- **EXCERPT**
Christine Malcolm's sophomore record, I Like You, is perhaps the most aptly named Vermont release of the year. Beginning with the opening title track, the Elmore-based singer-songwriter showers the listener with unfiltered good vibes. She even teams up with human cotton-candy pop-rocker Chad Hollister on the tune, a surefire way to steep any artist's work in a radiant bath of positivity.

But the album isn't all sparkles and glorious sunshine, as the opener suggests. Like most folk albums, it rises and falls appropriately. Malcolm never takes things to an irretrievably dark place, but many of her tunes have an overcast quality. The sun breaks through the overcast sky occasionally, however, casting rays of light in the shape of songs such as "I Like You" and closer "Wooden Track Rollercoaster," a rowdy, bluesy duet with rural folk-rocker Bow Thayer.

In I Like You, Malcolm comes off like an old pro. But when her debut, Crickets, Coyotes & the Big Yellow Moon, came out in 2015, she had only recently started her career as a songwriter. Like-minded musicians flocked to her side on I Like You, such as guitarist Rudy Dauth, drummer Russ Lawton, vocalist Miriam Bernardo and producer Colin McCaffrey, who adds guitar, mandolin, piano and percussion throughout.

After the toe-tapping sugar rush of "I Like You" subsides, Malcolm doles out the charm on the warm "Honey I'm Home." Blackwolf violinist Jess Zehngut's fine fiddling provides a lovely melodic lead in the absence of Malcolm's vocals.

- **LISTED RECORDS**
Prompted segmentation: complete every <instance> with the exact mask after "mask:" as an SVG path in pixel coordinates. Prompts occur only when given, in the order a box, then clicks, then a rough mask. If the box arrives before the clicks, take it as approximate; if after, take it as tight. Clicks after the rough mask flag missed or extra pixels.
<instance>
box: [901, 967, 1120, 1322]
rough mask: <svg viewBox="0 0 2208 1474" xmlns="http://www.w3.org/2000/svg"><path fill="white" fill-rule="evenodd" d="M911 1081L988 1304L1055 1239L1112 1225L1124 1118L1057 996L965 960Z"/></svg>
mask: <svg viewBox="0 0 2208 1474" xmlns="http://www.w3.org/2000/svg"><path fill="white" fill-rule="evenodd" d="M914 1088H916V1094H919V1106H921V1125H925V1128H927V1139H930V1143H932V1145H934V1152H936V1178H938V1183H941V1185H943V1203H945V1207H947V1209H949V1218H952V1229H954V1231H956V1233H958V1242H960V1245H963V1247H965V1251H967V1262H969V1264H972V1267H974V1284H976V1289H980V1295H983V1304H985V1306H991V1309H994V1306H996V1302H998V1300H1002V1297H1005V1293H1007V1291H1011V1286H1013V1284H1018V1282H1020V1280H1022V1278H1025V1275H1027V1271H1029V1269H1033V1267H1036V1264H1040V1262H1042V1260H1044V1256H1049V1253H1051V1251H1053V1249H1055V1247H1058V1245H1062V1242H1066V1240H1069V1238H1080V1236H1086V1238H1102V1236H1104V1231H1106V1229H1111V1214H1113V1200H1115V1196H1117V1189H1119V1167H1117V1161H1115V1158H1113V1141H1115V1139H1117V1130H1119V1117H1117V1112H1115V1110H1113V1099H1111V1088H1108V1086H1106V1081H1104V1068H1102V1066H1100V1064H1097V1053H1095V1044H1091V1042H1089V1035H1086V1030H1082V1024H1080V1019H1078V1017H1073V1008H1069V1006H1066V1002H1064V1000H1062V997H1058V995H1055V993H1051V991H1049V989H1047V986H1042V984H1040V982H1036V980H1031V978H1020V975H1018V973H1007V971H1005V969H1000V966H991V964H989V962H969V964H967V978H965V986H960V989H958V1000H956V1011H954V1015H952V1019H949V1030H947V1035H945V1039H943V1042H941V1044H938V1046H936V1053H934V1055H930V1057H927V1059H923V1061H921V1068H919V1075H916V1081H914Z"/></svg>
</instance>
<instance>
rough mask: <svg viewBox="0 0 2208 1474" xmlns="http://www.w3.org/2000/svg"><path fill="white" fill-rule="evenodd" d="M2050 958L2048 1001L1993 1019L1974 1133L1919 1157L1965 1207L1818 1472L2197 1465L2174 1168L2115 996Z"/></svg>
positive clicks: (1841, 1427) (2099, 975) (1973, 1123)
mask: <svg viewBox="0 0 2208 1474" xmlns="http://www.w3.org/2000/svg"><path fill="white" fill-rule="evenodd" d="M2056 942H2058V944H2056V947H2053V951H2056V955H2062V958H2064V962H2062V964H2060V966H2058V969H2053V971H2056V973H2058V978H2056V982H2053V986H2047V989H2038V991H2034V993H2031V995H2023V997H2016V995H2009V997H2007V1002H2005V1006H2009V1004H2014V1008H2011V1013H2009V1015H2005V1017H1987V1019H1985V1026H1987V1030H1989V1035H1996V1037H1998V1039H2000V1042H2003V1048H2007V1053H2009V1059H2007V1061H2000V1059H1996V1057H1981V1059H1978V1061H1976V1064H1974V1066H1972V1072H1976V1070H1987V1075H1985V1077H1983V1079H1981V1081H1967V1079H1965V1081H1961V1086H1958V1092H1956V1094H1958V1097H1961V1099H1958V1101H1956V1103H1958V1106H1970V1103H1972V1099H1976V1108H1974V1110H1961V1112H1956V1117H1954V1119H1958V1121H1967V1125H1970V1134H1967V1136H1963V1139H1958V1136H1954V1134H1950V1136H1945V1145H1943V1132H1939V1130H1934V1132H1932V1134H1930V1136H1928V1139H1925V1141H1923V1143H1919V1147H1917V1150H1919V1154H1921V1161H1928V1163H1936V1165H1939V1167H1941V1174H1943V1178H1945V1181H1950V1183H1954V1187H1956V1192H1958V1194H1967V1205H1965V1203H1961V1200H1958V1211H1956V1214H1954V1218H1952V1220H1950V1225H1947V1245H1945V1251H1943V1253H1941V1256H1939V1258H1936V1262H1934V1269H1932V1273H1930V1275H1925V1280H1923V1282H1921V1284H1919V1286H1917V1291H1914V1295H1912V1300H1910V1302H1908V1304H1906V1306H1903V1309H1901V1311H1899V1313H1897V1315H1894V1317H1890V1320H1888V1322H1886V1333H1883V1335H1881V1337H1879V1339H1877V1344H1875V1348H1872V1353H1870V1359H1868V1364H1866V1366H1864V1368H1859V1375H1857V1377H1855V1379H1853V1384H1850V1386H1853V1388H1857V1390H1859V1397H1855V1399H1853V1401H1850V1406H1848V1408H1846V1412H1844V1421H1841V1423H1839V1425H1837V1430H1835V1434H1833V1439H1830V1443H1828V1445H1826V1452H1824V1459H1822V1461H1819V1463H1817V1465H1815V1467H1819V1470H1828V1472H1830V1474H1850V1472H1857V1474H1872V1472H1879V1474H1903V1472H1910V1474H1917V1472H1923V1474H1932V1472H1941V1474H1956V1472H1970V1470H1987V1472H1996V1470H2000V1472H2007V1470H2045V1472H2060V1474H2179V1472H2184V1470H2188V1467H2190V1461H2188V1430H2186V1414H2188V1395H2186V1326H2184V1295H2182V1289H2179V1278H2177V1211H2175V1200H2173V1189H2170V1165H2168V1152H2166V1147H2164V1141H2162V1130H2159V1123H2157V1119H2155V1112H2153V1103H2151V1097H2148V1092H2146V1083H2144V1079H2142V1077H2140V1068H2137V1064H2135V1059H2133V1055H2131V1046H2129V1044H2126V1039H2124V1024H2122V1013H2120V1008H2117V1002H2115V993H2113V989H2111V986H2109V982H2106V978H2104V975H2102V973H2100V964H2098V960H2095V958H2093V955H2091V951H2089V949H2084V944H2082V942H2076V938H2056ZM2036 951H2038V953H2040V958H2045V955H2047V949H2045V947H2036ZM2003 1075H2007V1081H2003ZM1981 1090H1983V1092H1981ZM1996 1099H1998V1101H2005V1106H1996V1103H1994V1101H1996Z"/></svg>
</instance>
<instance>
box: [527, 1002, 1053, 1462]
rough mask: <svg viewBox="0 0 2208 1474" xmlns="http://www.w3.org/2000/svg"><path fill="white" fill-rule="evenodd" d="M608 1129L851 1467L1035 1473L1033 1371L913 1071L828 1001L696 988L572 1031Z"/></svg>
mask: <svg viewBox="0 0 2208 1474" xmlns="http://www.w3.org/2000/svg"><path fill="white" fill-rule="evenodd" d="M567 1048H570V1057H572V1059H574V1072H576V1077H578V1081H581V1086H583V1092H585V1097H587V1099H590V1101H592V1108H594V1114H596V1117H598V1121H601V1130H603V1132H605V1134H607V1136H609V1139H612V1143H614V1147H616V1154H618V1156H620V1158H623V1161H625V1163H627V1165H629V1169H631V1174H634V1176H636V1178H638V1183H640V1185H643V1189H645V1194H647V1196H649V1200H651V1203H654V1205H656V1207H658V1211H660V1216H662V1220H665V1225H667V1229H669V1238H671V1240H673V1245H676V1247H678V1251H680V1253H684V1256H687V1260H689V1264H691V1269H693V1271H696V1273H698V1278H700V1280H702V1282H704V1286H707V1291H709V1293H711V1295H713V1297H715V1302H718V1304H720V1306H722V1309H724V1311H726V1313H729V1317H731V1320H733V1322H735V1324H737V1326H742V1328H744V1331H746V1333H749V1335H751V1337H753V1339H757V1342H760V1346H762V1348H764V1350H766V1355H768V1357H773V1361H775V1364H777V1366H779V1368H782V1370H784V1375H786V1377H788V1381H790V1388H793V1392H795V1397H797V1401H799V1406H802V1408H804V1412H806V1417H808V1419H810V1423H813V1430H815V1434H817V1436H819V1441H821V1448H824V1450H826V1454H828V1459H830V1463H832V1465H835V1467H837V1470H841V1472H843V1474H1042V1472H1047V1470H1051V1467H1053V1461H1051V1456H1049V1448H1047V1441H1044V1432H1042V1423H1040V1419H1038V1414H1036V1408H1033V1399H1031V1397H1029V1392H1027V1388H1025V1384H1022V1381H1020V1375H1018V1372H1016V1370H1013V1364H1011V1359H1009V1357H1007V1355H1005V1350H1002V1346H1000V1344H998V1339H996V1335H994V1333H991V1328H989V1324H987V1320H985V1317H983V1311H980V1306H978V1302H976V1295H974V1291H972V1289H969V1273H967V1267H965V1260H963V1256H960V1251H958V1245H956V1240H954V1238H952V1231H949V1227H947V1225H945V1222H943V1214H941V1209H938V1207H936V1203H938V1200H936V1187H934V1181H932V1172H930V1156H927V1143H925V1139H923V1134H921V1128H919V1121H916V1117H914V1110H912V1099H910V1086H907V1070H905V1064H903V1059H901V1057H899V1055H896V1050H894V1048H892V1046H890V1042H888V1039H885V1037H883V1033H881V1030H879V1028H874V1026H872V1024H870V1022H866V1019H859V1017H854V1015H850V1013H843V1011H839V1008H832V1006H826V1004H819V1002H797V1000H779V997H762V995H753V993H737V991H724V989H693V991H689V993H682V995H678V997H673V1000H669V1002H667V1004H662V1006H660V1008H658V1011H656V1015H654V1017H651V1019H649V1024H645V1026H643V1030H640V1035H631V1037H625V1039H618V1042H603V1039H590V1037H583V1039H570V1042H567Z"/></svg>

- **LIST OF TASKS**
[a] In the album review, rewrite the passage from "But the album" to "folk-rocker Bow Thayer.", changing "rowdy" to "raucous".
[b] According to the album review, in what year did Malcolm's debut album come out?
[c] Continue the album review from its last sentence.

- **TASK ANSWERS**
[a]
But the album isn't all sparkles and glorious sunshine, as the opener suggests. Like most folk albums, it rises and falls appropriately. Malcolm never takes things to an irretrievably dark place, but many of her tunes have an overcast quality. The sun breaks through the overcast sky occasionally, however, casting rays of light in the shape of songs such as "I Like You" and closer "Wooden Track Rollercoaster," a raucous, bluesy duet with rural folk-rocker Bow Thayer.

[b] 2015

[c]
On country tune "Good Drunk," Malcolm and co. sing not of a person known for sipping the sauce but of the kind of intoxication free from nausea and distemper. The subject's "love is like a good drunk." It's "mellow" and makes Malcolm "giddy." Slide electric guitar, courtesy of Dauth, appropriately imparts a wonky feeling of inebriation.

Just as straightforward as "I Like You," "Sad Song" is the album's tearjerker. It vividly showcases Malcolm's vocal dexterity, by turns light and fluttery or strong and soulful. Throughout I Like You, Malcolm demonstrates a striking voice, both in terms of her actual singing and the stories she tells. From sultry, bluesy numbers such as "Maple Sugar Mama" to harmonious Appalachian folk ditties such as "Riverside," Malcolm proves an affable local talent.

I Like You is available on Spotify. Malcolm celebrates its release on Friday, September 20, at River Arts in Morrisville. She also performs on Saturday, September 21, at the Jericho Café & Tavern.